- [Record set]:
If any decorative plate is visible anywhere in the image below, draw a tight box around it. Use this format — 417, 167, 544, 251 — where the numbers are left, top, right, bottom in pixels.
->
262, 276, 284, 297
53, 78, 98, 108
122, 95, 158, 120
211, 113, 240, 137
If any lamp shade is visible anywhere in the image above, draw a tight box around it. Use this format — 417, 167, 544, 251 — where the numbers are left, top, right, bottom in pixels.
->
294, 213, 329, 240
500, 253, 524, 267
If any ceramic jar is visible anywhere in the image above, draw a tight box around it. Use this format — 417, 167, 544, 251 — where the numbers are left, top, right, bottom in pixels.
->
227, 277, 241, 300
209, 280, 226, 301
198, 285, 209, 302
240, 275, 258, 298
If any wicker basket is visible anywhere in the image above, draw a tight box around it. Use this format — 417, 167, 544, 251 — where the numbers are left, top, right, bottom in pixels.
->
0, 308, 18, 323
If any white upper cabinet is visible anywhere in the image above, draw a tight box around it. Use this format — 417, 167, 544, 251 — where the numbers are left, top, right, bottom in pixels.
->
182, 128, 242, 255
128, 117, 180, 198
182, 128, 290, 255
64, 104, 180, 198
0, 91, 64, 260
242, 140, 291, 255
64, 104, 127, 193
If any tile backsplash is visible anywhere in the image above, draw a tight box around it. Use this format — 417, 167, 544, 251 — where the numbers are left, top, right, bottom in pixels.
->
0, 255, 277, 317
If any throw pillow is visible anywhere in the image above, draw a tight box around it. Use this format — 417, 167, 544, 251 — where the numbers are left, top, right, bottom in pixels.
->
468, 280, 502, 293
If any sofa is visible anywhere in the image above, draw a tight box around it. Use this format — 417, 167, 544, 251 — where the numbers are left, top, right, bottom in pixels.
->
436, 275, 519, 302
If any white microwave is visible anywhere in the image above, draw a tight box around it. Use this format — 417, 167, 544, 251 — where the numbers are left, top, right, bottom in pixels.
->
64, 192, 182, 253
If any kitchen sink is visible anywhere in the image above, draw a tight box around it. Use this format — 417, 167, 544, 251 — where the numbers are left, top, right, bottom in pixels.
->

- [Instruction]: Copy out every row above word for word, without changing anything.

- [Right answer]:
If any decorative plate is visible anywhere in the image below, draw a tight box around it. Use this format — 417, 167, 544, 251 — where the numbers are left, top, right, bottom in pixels.
->
262, 276, 284, 297
53, 78, 98, 108
122, 95, 158, 120
211, 113, 240, 137
If any lamp shade is visible anywhere in the image above, draw a tight box around it. Use this format — 417, 167, 544, 251 — where the numbers are left, top, right, bottom in pixels.
->
294, 213, 329, 240
500, 253, 524, 267
If any ceramic jar is visible anywhere in the image above, draw a tight box around it. Use this format — 417, 167, 544, 251 — where the numbers are left, top, right, bottom in pixels.
->
227, 277, 241, 300
209, 280, 226, 301
198, 285, 209, 302
240, 275, 258, 298
If any wicker basket is visible anywhere in the image above, draw a tight box around it. Use this format — 417, 167, 544, 251 — where the numbers are left, top, right, bottom in pixels.
->
0, 308, 18, 323
If any white upper cabinet is visible anywhere in the image above, draw a tight box around it. Use this format — 417, 167, 544, 251 — where the numbers are left, top, right, bottom in pixels.
->
182, 128, 242, 255
128, 117, 180, 198
182, 128, 290, 255
64, 104, 180, 198
0, 91, 64, 260
242, 140, 291, 255
64, 104, 127, 193
If any tile backsplash is visible anywhere in the image above, draw a tight box around it. Use this format — 417, 167, 544, 251 — where the numbers are left, top, right, bottom in pixels.
->
0, 255, 277, 317
If any throw pillow is visible anywhere in the image above, draw a tight box around it. Use this format — 417, 167, 544, 251 — where the numbers are left, top, right, bottom in pixels.
->
468, 280, 502, 293
If any sofa is visible anywhere in the image above, draw a tight box around it. Use this format — 417, 167, 544, 251 — where the numbers are left, top, right, bottom in pixels.
->
436, 275, 519, 302
If any white microwave is visible anywhere in the image above, draw a tight box around it. Use this format — 417, 167, 544, 251 — where the numbers are left, top, right, bottom in pixels.
->
64, 192, 182, 253
If any kitchen sink is visible anywhere in the image above, draw a tight box around it. Use this format — 417, 167, 544, 251 — where the numbers are left, top, right, bottom in pixels.
->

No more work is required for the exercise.